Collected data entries
::::::::

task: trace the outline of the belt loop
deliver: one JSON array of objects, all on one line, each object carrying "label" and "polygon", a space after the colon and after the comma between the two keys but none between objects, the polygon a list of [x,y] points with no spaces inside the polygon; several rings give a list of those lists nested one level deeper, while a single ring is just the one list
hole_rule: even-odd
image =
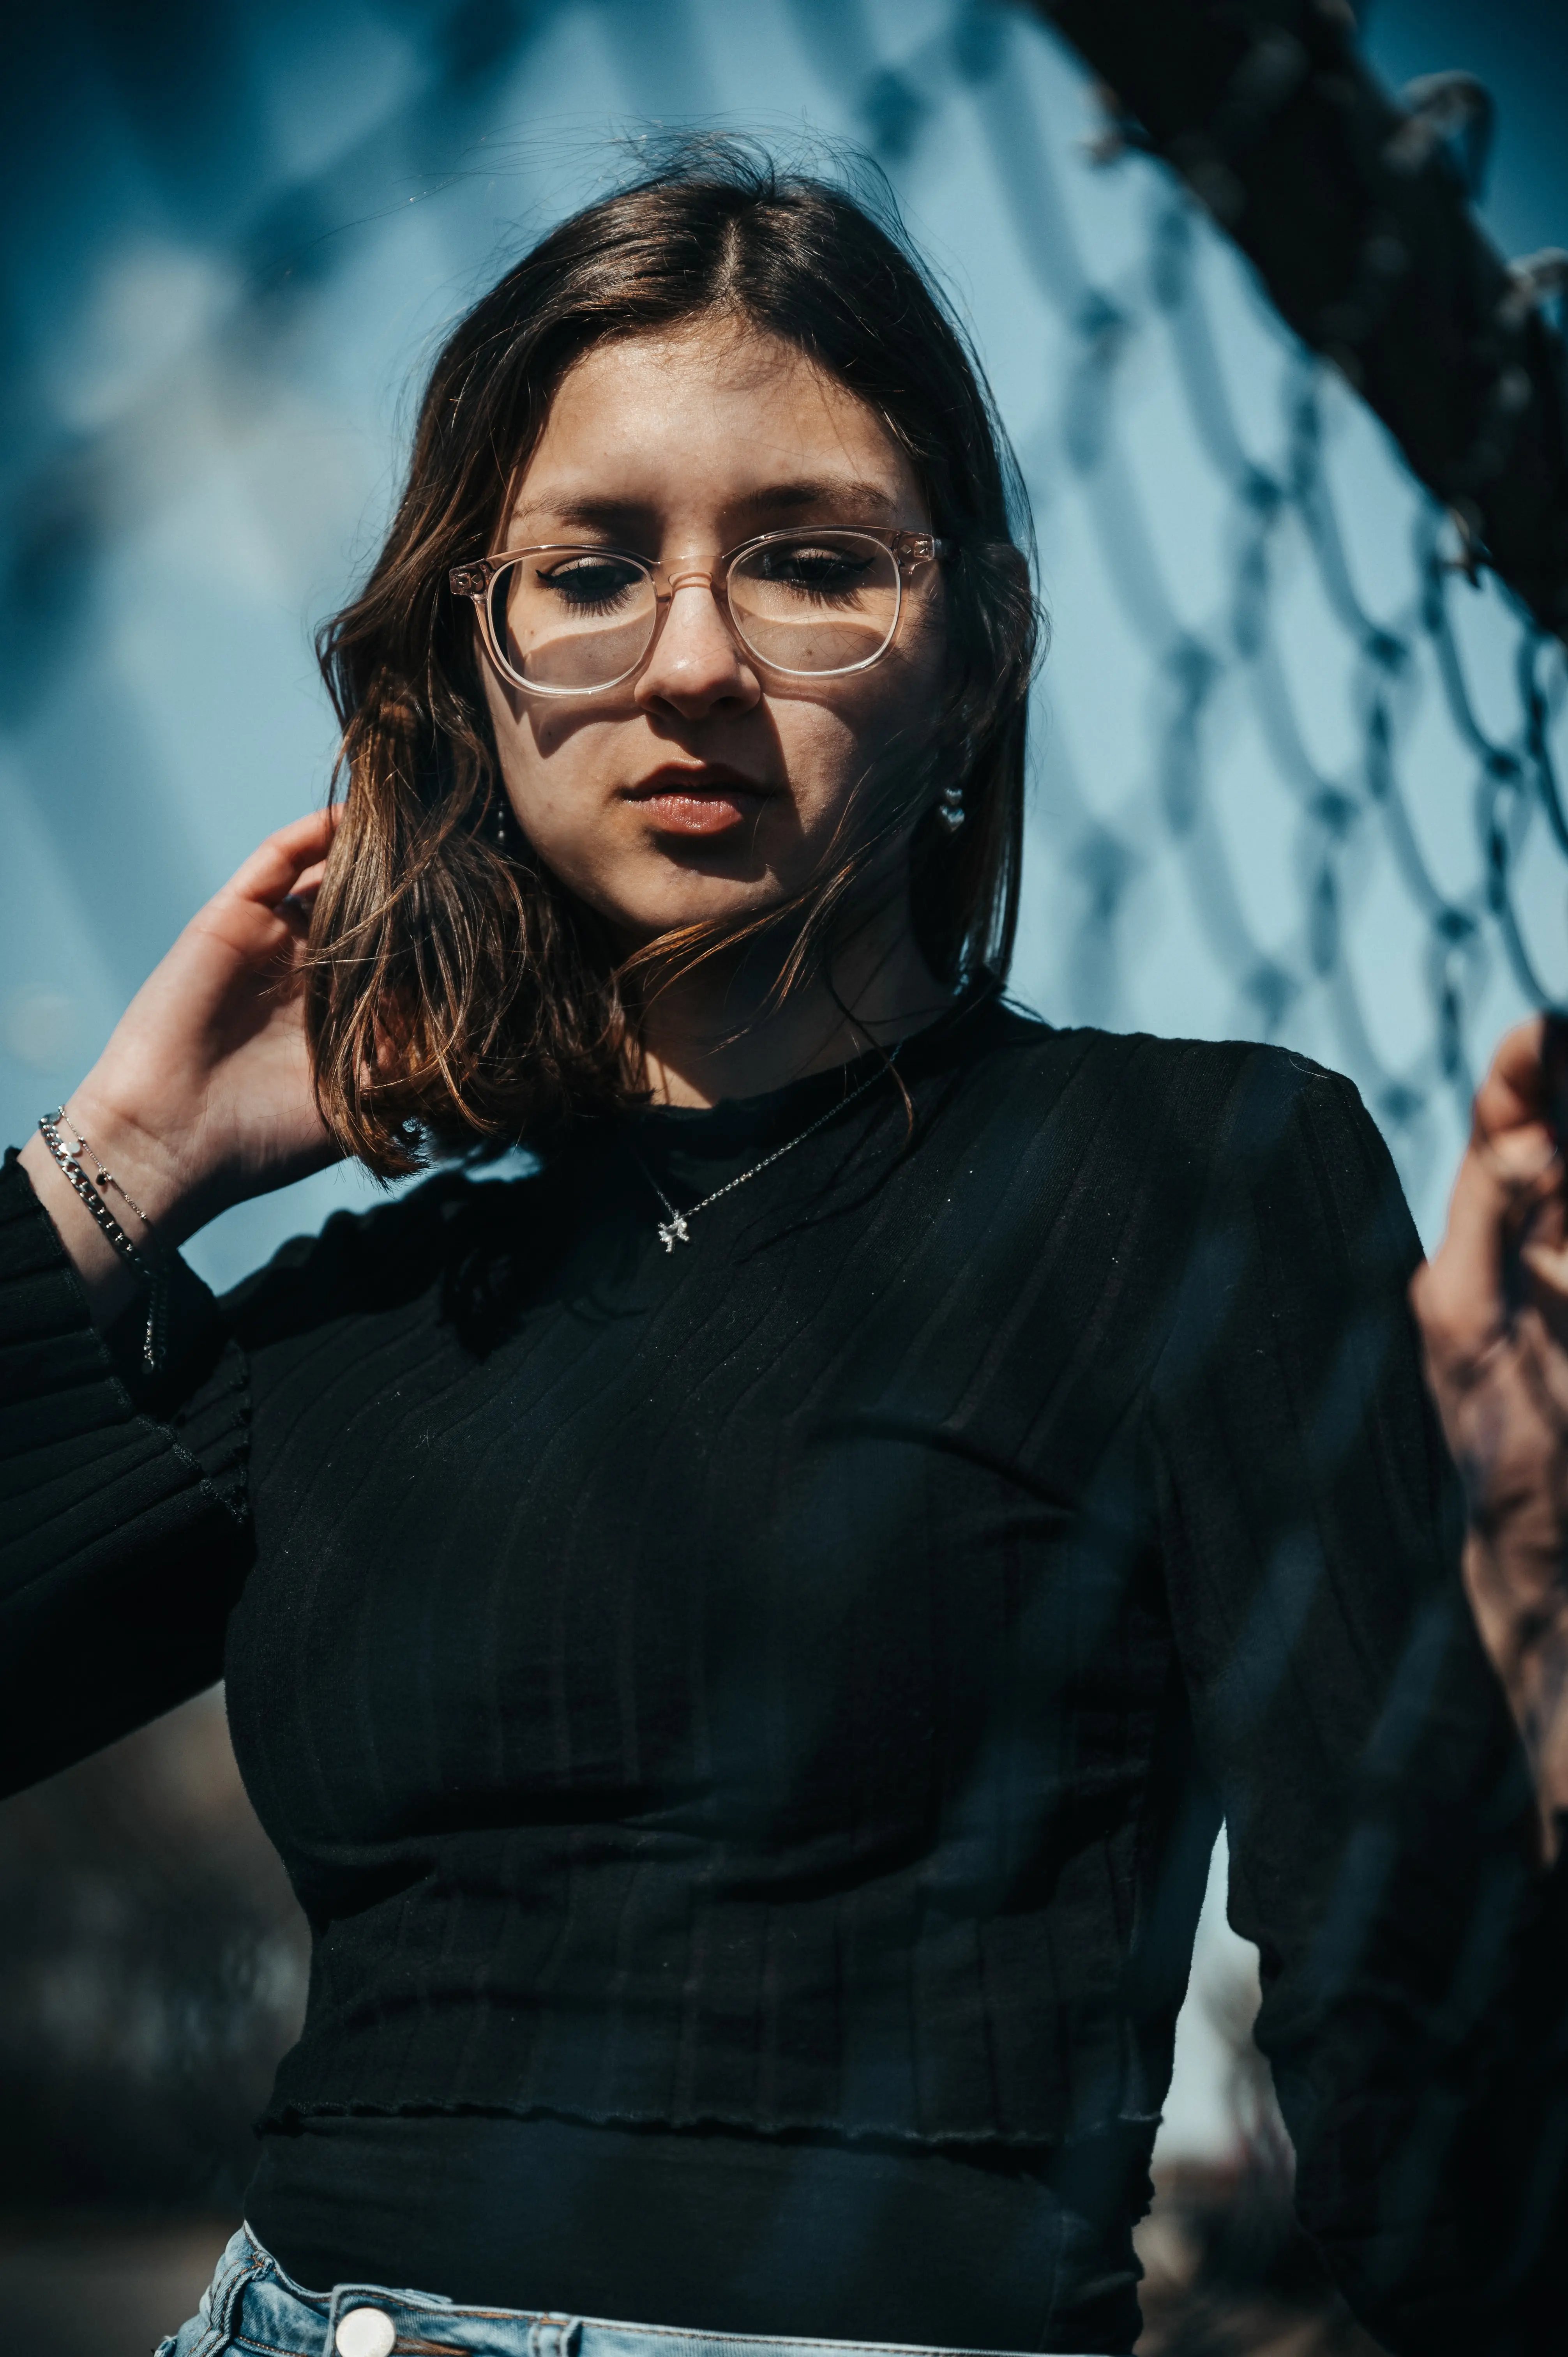
[{"label": "belt loop", "polygon": [[201,2295],[197,2314],[206,2330],[196,2341],[189,2357],[220,2357],[220,2352],[232,2342],[239,2322],[239,2307],[245,2296],[247,2284],[254,2283],[266,2265],[243,2227],[233,2236],[218,2262],[218,2271]]},{"label": "belt loop", "polygon": [[576,2357],[582,2319],[575,2316],[536,2316],[528,2328],[528,2357]]}]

::::::::

_INSTRUCTIONS TO FOLLOW_
Return every entry above word for word, leaving pictures out.

_SOLUTION BELOW_
task: trace the outline of the belt loop
deliver: one JSON array of objects, all on one line, each object carrying "label" and "polygon", a space after the colon and after the comma between the two keys but none between objects, the polygon a list of [x,y] points with no spaces inside the polygon; several rings give a list of those lists nested one level deeper, while a single ring is just the one list
hole_rule: even-odd
image =
[{"label": "belt loop", "polygon": [[201,2295],[197,2314],[206,2330],[196,2341],[189,2357],[220,2357],[220,2352],[232,2342],[239,2322],[239,2307],[245,2296],[247,2284],[254,2283],[266,2265],[243,2227],[233,2236],[218,2262],[218,2271]]},{"label": "belt loop", "polygon": [[576,2357],[582,2319],[575,2316],[536,2316],[528,2328],[528,2357]]}]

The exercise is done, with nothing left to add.